Activity:
Copy out and return the lines from the one holding "pavement with a single marker." to the end of the listing below, both included, omitting the pictures.

Task data:
....

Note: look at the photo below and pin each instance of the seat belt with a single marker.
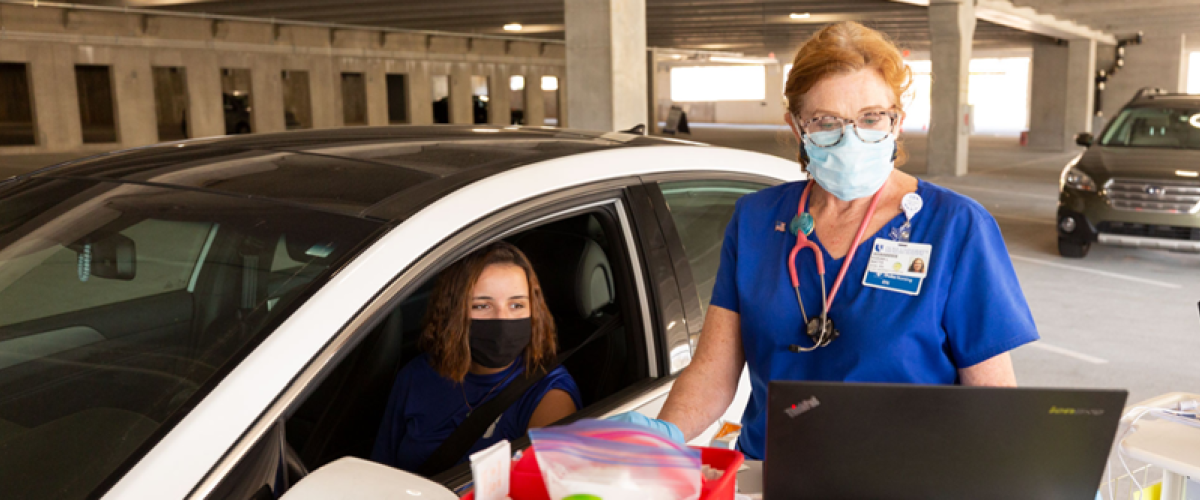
(477, 423)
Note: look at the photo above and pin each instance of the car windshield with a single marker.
(1155, 127)
(121, 305)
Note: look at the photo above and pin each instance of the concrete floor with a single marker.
(1119, 318)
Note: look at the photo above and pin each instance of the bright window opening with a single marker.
(718, 83)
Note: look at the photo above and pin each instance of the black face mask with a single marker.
(496, 343)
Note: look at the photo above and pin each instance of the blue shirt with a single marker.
(425, 408)
(970, 307)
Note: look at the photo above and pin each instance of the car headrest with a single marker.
(574, 271)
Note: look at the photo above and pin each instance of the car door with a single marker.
(693, 211)
(334, 408)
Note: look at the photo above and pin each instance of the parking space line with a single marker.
(1092, 271)
(1067, 353)
(1003, 192)
(1033, 220)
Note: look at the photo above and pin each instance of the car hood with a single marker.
(1158, 163)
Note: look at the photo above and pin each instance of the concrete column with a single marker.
(535, 108)
(952, 29)
(461, 112)
(1062, 92)
(205, 108)
(133, 97)
(606, 64)
(377, 94)
(499, 106)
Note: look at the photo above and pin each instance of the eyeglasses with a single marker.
(871, 127)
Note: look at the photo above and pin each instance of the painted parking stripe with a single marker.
(1067, 353)
(1092, 271)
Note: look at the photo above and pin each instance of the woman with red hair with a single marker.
(833, 299)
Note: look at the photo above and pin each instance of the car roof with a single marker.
(383, 173)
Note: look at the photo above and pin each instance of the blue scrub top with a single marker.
(425, 408)
(970, 308)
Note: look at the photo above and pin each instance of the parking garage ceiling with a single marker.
(751, 26)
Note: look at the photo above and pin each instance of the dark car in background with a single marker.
(1138, 185)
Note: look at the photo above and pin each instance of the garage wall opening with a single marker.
(354, 98)
(997, 89)
(238, 101)
(550, 100)
(480, 100)
(97, 112)
(297, 100)
(171, 102)
(441, 85)
(17, 107)
(397, 98)
(516, 100)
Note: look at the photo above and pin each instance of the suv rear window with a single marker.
(1155, 127)
(120, 305)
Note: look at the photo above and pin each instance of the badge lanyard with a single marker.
(822, 332)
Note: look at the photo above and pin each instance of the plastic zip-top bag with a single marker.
(612, 461)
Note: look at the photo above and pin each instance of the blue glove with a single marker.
(660, 427)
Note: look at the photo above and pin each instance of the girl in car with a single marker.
(486, 325)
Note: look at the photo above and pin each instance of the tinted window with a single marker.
(123, 303)
(1156, 127)
(701, 210)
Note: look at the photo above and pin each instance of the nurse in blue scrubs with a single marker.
(820, 279)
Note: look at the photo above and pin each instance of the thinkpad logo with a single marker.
(802, 407)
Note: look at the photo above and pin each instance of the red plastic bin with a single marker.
(526, 477)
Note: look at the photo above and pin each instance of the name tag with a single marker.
(898, 266)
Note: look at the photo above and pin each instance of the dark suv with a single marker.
(1139, 184)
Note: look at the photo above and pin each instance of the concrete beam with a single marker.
(1005, 13)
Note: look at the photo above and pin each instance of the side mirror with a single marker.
(109, 257)
(351, 477)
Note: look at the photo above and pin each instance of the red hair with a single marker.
(844, 48)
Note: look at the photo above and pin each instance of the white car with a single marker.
(215, 318)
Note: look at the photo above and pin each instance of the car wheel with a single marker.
(1072, 248)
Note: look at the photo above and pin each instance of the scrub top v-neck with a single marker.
(970, 308)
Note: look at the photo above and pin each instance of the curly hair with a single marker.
(844, 48)
(445, 336)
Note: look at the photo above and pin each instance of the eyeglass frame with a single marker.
(897, 115)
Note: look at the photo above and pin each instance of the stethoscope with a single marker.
(821, 330)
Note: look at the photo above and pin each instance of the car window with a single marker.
(701, 210)
(1155, 127)
(167, 253)
(120, 303)
(583, 267)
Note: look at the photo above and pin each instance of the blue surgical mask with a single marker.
(851, 169)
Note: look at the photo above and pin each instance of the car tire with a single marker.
(1073, 250)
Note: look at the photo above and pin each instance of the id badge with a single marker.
(898, 266)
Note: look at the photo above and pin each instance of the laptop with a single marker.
(893, 441)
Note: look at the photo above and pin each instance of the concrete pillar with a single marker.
(1062, 92)
(377, 94)
(499, 106)
(205, 108)
(133, 97)
(606, 64)
(461, 107)
(535, 108)
(952, 29)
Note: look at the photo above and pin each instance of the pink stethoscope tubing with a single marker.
(802, 241)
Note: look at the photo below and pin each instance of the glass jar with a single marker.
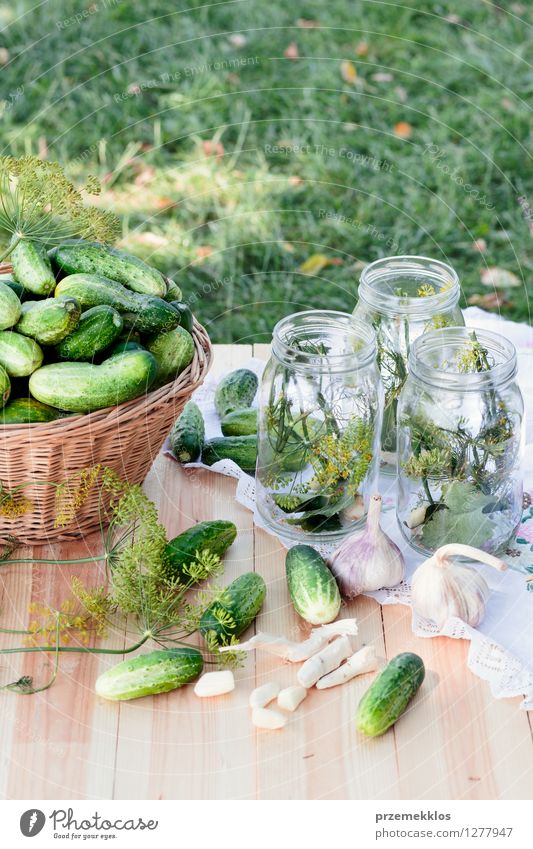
(460, 440)
(403, 297)
(321, 402)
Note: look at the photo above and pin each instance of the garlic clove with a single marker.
(368, 560)
(442, 589)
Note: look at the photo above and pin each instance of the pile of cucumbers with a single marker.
(83, 327)
(238, 421)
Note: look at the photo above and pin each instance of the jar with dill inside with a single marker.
(460, 438)
(321, 402)
(402, 298)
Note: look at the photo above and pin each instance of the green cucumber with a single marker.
(49, 321)
(79, 257)
(241, 449)
(240, 422)
(173, 292)
(214, 536)
(188, 434)
(27, 411)
(234, 610)
(389, 694)
(19, 355)
(144, 313)
(97, 330)
(148, 674)
(185, 313)
(174, 351)
(5, 387)
(32, 268)
(312, 587)
(235, 391)
(10, 307)
(84, 387)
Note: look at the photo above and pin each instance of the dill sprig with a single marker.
(38, 202)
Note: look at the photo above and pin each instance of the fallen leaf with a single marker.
(305, 23)
(499, 278)
(314, 264)
(237, 39)
(403, 130)
(348, 72)
(211, 148)
(490, 301)
(291, 51)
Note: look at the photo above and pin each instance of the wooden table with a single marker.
(456, 742)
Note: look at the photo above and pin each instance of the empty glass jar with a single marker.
(403, 297)
(460, 438)
(321, 403)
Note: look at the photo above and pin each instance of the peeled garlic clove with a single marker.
(368, 560)
(441, 589)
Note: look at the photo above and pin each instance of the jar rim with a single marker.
(391, 269)
(501, 349)
(290, 327)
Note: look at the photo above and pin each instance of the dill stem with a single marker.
(80, 649)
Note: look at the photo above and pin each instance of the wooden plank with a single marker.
(319, 755)
(176, 745)
(456, 741)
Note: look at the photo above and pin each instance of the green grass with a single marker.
(234, 228)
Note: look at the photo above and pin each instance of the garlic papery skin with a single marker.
(368, 560)
(441, 589)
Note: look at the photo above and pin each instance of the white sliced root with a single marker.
(364, 660)
(214, 684)
(291, 697)
(268, 718)
(325, 661)
(320, 637)
(293, 651)
(263, 695)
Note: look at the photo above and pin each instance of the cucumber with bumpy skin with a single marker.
(144, 313)
(27, 411)
(19, 355)
(235, 391)
(215, 536)
(240, 422)
(312, 587)
(234, 610)
(148, 674)
(49, 321)
(5, 386)
(241, 449)
(84, 387)
(188, 434)
(32, 268)
(389, 694)
(97, 329)
(174, 351)
(79, 257)
(10, 307)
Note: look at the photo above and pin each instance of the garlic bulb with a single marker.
(368, 560)
(441, 588)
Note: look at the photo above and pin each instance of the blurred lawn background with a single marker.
(262, 153)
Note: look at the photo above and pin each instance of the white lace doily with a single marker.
(501, 648)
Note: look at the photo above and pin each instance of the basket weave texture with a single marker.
(125, 438)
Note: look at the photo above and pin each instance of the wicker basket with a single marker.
(126, 438)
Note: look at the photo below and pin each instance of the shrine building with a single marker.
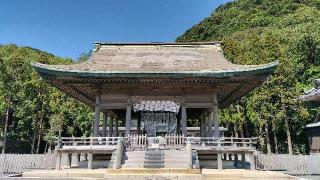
(156, 88)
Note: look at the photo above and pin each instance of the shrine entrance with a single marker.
(158, 118)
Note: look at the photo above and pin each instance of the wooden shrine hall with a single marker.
(156, 85)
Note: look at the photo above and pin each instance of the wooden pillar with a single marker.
(189, 154)
(116, 129)
(184, 120)
(219, 159)
(65, 160)
(201, 127)
(90, 160)
(97, 115)
(243, 160)
(210, 123)
(58, 162)
(252, 164)
(75, 160)
(205, 125)
(119, 152)
(110, 132)
(216, 122)
(139, 125)
(128, 120)
(215, 117)
(104, 125)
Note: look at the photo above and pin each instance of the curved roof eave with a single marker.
(253, 70)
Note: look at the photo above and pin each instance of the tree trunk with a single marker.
(35, 129)
(39, 136)
(286, 119)
(6, 129)
(266, 128)
(275, 137)
(245, 117)
(235, 130)
(261, 139)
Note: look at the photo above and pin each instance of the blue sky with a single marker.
(68, 28)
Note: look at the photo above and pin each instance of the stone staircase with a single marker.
(133, 159)
(154, 158)
(111, 163)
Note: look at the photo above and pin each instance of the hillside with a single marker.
(35, 111)
(262, 31)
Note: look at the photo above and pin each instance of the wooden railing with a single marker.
(88, 141)
(137, 142)
(170, 141)
(174, 141)
(225, 141)
(291, 164)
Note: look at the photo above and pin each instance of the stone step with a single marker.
(154, 166)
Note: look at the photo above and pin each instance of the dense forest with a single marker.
(32, 111)
(252, 31)
(263, 31)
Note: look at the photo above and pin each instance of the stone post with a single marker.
(104, 125)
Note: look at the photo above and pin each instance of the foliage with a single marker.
(37, 110)
(262, 31)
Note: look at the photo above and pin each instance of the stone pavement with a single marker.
(155, 174)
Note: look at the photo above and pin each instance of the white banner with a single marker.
(168, 106)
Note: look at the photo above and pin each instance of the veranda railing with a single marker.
(170, 141)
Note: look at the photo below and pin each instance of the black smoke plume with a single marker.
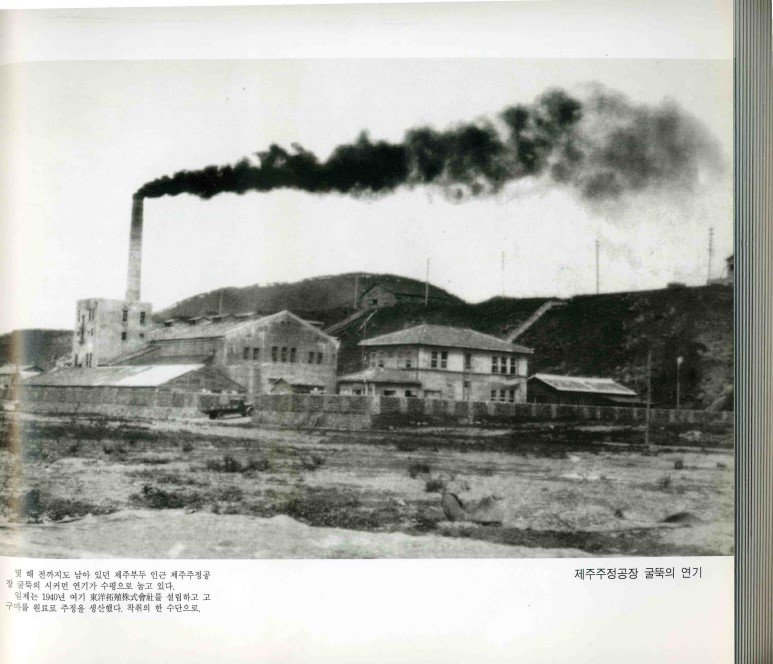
(602, 147)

....

Output below:
Note: look at the photo above and pin each instance of the stone pavement with a single marker.
(155, 174)
Note: look at the photo above and pin each instance of the white banner with a single marker.
(168, 106)
Note: look at the photo above and pin each instance of the veranda railing with a single marker.
(170, 141)
Note: look at the photo below and pin each instance of the black smoke plume with a single marker.
(602, 147)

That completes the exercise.